== INPUT DATA

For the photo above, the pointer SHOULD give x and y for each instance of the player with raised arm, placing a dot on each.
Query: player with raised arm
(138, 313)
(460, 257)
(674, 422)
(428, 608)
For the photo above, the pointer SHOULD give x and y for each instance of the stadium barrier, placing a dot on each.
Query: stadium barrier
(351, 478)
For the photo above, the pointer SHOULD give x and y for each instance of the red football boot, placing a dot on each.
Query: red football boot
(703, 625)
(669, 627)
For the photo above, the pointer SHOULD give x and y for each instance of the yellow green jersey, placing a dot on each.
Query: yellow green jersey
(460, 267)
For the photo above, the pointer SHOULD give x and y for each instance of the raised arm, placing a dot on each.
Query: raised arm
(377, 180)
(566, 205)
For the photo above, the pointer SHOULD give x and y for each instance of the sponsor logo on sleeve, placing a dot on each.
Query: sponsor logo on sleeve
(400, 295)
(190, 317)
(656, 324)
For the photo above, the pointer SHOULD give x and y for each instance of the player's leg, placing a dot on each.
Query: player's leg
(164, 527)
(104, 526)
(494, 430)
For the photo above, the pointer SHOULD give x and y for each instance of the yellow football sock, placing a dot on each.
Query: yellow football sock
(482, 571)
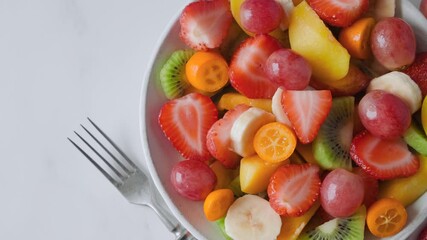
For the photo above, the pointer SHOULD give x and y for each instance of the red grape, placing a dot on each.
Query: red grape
(384, 115)
(193, 179)
(423, 7)
(260, 16)
(393, 43)
(288, 69)
(341, 193)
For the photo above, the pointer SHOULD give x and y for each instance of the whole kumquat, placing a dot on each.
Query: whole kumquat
(386, 217)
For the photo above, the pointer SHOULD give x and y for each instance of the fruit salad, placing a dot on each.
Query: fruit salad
(297, 119)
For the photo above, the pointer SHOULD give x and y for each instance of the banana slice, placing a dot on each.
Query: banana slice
(251, 217)
(277, 109)
(401, 85)
(244, 129)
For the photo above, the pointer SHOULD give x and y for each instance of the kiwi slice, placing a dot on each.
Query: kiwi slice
(350, 228)
(172, 74)
(331, 147)
(416, 139)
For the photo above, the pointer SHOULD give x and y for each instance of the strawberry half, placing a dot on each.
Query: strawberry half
(383, 159)
(339, 13)
(418, 71)
(306, 110)
(204, 24)
(247, 67)
(294, 188)
(185, 122)
(218, 138)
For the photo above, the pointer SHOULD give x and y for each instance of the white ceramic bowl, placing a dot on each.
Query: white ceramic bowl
(160, 155)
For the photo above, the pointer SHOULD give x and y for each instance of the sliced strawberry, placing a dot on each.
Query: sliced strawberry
(306, 110)
(185, 122)
(370, 184)
(204, 24)
(418, 71)
(218, 139)
(294, 188)
(339, 13)
(247, 67)
(383, 159)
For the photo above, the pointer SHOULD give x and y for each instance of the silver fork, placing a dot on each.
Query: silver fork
(131, 181)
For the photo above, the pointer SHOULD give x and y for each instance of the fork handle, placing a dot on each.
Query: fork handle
(171, 223)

====

• JOB
Rewrite all of the entries above, changing each "photo" to "image" and leaving everything else as it is. Omit the pictures.

• OUTPUT FOR THIS EXERCISE
For the image above, the pointer SHOULD give x and y for each instance of the player with raised arm, placing a dot on each.
Query: player with raised arm
(138, 313)
(460, 257)
(674, 422)
(428, 608)
For the image above, the pointer SHOULD give x and y for each instance of the stadium barrier, placing a dot on each.
Query: stadium barrier
(351, 478)
For the image above, the pointer SHOULD give x and y for each instance of the red football boot, placing a dot on each.
Query: red football boot
(703, 625)
(669, 627)
For the image above, the pointer SHOULD give x and y for each instance of the yellow green jersey, placing a dot on each.
Query: yellow green jersey
(460, 267)
For the image above, the pointer SHOULD give x and y for each instance of the raised arm, placing a dot on each.
Query: raised arm
(377, 180)
(566, 205)
For the image above, the pointer SHOULD give x and y for each instance of the sponsor logo on sleeve, placing a dot on each.
Query: sponsor logo on sleeve
(400, 295)
(190, 317)
(656, 324)
For the image above, the pointer SHOULD give x and y for each instance of the player's leg, placing a dot on each.
Query: player's leg
(164, 527)
(104, 526)
(494, 430)
For the image above, the pointer SHOULD give x and y for each instance of the yellow football sock, placing a dot on each.
Query: yellow football sock
(482, 571)
For the image above, the pointer SHOULD give x and y for each instance of the red grape, placing a dot on each.
Query: red grape
(384, 115)
(193, 179)
(423, 7)
(260, 16)
(393, 43)
(288, 69)
(341, 193)
For the image above, the pointer SHOULD give x and y for each instance of the whole kumquat, placing a dot on each.
Query: whole kumquat
(386, 217)
For the image above, the pointer SHOULD give x and y for each instance of the fruit salad, placing a dot on each.
Query: fruit salad
(297, 119)
For the image above, the pointer SHOULD give x and y for each instance of the banana slice, placing a dot on each.
Query: banana slice
(251, 217)
(277, 109)
(401, 85)
(244, 129)
For the image above, the pointer SHOULD give x and y for each instance of the kiwi slice, placing a dot on each.
Query: kiwi slice
(350, 228)
(172, 74)
(331, 147)
(416, 139)
For the image above, the pointer SHOULD give x and y for each instance of the strawberry half, placing a dot on each.
Query: strawberry half
(383, 159)
(339, 13)
(418, 71)
(306, 110)
(204, 24)
(247, 67)
(294, 188)
(185, 122)
(218, 138)
For the image above, the pointer SHOULD give x and y for each instance of the white ceramic bowl, placing a dot on each.
Query: white ceramic bowl
(160, 155)
For the image above, the pointer SHOULD give x and y for each instance of the sliced strawberry, placing a dot on each.
Query: sliced strawberry
(306, 110)
(185, 122)
(370, 184)
(204, 24)
(418, 71)
(218, 139)
(294, 188)
(339, 13)
(247, 67)
(383, 159)
For the image above, the pointer SHOULD give x and y for each instance of the silver fork, placing a dot on each.
Query: silver fork
(131, 181)
For the image above, the pointer SHOULD give x and y for each instance of the fork handle, placing a dot on each.
Query: fork handle
(171, 223)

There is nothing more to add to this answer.